- **WORK TO BE COMPLETED**
Copy out each line of the records below that contains the string "blue".

--- Start DATASET CONTENT ---

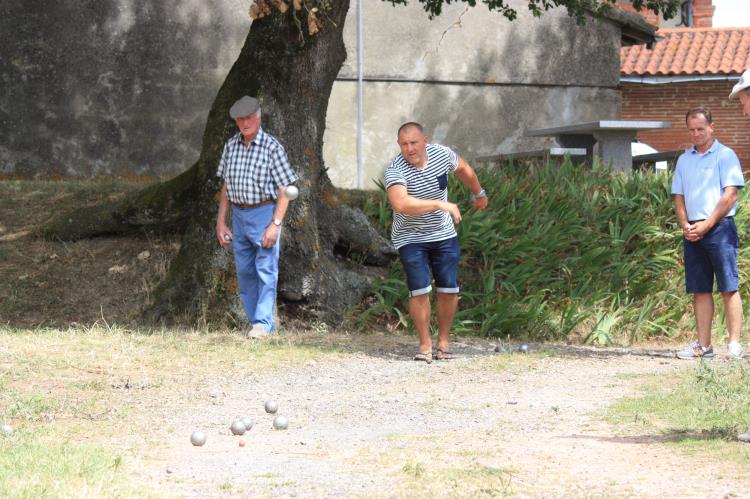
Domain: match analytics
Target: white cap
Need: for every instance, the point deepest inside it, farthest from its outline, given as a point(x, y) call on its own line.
point(741, 85)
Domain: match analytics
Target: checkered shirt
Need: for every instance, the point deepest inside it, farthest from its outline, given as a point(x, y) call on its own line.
point(254, 173)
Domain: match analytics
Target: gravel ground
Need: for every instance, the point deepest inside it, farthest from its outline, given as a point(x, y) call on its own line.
point(360, 423)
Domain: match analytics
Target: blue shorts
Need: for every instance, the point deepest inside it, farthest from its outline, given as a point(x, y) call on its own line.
point(715, 254)
point(439, 256)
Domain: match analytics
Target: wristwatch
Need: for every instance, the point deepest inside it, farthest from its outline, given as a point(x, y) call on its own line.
point(481, 194)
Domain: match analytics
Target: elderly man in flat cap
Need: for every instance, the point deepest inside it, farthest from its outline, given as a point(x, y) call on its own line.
point(256, 171)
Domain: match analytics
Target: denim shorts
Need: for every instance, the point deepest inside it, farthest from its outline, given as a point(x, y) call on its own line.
point(440, 257)
point(715, 254)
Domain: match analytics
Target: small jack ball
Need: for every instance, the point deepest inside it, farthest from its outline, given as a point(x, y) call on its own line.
point(238, 427)
point(271, 407)
point(280, 423)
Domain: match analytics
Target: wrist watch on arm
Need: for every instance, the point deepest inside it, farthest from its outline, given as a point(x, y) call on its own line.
point(480, 194)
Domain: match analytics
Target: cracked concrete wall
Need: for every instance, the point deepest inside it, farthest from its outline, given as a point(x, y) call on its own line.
point(123, 87)
point(474, 79)
point(111, 87)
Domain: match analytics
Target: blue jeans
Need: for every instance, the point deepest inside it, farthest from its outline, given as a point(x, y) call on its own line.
point(257, 267)
point(440, 257)
point(715, 254)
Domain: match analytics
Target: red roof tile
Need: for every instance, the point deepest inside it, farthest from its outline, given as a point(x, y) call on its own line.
point(690, 51)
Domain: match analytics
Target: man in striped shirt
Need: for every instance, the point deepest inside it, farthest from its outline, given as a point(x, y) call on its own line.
point(256, 171)
point(423, 230)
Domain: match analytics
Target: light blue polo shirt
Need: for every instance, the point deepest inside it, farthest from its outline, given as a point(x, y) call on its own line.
point(701, 179)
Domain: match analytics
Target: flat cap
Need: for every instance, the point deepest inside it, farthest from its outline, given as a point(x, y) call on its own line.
point(244, 107)
point(741, 85)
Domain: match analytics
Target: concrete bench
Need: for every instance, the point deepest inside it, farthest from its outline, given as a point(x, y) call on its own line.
point(649, 161)
point(552, 154)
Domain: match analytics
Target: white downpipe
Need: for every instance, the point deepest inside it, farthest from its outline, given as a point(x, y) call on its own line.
point(360, 99)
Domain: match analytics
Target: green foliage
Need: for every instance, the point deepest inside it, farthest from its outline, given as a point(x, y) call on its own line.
point(576, 8)
point(560, 251)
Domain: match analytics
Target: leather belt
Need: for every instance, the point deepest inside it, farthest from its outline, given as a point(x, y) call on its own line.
point(256, 205)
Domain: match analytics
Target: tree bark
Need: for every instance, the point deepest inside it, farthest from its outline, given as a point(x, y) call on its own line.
point(292, 74)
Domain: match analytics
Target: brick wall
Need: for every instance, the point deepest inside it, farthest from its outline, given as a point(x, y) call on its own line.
point(703, 13)
point(671, 101)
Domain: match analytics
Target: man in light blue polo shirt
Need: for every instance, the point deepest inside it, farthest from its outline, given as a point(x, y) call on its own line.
point(705, 185)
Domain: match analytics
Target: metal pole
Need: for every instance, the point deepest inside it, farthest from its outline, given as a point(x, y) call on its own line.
point(360, 98)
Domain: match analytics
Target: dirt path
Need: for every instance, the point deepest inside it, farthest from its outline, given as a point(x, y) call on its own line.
point(487, 424)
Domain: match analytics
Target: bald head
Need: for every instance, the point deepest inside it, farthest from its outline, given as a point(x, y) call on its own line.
point(413, 143)
point(409, 126)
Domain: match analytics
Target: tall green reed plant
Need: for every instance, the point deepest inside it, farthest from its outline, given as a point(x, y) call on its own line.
point(560, 251)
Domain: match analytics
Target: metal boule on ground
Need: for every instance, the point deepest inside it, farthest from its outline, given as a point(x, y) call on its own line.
point(198, 438)
point(248, 421)
point(271, 407)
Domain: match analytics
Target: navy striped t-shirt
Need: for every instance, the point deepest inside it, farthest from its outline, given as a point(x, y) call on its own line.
point(429, 182)
point(254, 172)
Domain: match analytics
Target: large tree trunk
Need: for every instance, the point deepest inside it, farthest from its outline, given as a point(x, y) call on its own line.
point(292, 74)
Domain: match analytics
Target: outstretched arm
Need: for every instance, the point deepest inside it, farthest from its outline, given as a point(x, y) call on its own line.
point(468, 176)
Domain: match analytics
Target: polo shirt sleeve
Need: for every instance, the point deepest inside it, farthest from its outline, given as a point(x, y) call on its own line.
point(282, 172)
point(394, 176)
point(677, 179)
point(453, 159)
point(730, 170)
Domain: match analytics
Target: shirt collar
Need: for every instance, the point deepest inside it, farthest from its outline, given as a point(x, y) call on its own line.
point(256, 141)
point(713, 148)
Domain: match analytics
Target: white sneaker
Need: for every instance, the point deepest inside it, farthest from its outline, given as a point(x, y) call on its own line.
point(696, 351)
point(735, 350)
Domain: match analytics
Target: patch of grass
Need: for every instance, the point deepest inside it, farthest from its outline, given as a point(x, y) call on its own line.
point(40, 466)
point(81, 398)
point(702, 408)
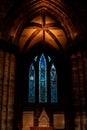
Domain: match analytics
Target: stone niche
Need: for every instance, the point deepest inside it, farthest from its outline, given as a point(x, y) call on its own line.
point(43, 120)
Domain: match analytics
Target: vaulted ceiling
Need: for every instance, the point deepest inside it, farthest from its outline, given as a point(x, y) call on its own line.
point(42, 29)
point(47, 22)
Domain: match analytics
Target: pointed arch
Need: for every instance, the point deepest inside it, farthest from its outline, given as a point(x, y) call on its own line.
point(53, 84)
point(42, 79)
point(31, 97)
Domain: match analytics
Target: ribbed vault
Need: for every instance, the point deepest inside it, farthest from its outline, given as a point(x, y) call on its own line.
point(42, 21)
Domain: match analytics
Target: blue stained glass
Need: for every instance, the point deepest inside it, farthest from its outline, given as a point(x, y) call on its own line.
point(42, 79)
point(49, 58)
point(53, 84)
point(31, 98)
point(35, 59)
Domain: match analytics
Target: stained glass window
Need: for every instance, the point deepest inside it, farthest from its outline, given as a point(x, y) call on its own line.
point(31, 84)
point(53, 84)
point(42, 79)
point(38, 80)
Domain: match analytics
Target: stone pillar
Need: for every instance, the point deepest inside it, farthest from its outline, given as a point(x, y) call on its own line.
point(7, 84)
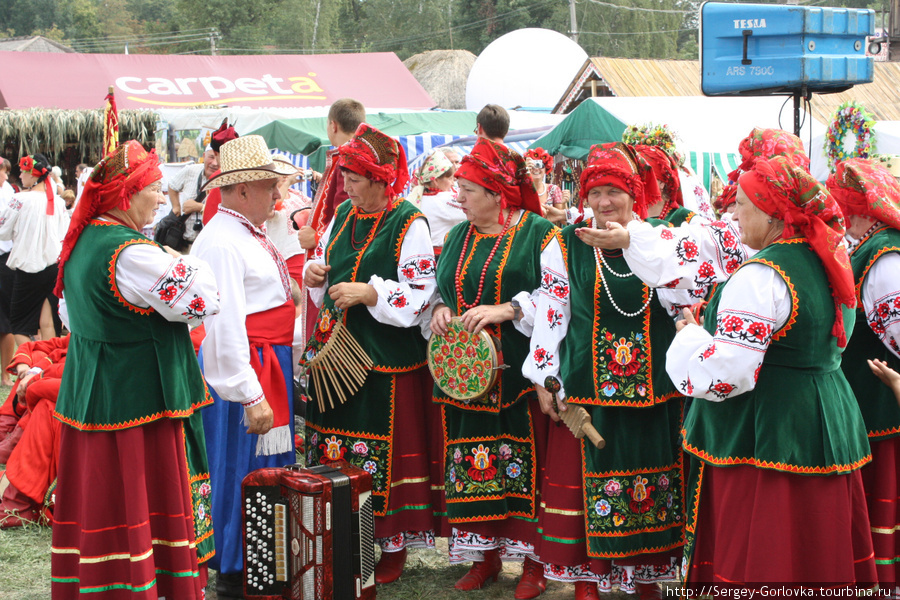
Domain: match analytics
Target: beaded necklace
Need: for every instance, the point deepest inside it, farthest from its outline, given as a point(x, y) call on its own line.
point(601, 262)
point(369, 236)
point(462, 257)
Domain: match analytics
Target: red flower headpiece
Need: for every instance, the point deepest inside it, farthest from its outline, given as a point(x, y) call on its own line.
point(113, 182)
point(618, 165)
point(786, 191)
point(377, 156)
point(541, 155)
point(501, 170)
point(864, 187)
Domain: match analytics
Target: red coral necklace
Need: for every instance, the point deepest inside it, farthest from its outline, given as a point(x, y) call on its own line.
point(461, 303)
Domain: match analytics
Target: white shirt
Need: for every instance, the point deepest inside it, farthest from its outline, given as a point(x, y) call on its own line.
point(754, 304)
point(36, 236)
point(249, 282)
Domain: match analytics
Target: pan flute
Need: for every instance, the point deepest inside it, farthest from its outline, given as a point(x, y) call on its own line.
point(309, 533)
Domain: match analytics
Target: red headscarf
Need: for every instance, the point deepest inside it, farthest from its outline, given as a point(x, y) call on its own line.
point(665, 172)
point(726, 198)
point(224, 133)
point(501, 170)
point(768, 143)
point(864, 187)
point(377, 156)
point(113, 182)
point(786, 191)
point(541, 155)
point(618, 165)
point(38, 166)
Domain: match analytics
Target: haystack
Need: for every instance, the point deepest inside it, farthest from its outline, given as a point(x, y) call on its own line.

--- End DATASET CONTENT ---

- **ANSWER TO THIS PROBLEM**
Target: blue shorts
Target: blue jeans
Target: light blue polo shirt
Target: man in light blue polo shirt
Target: blue stained glass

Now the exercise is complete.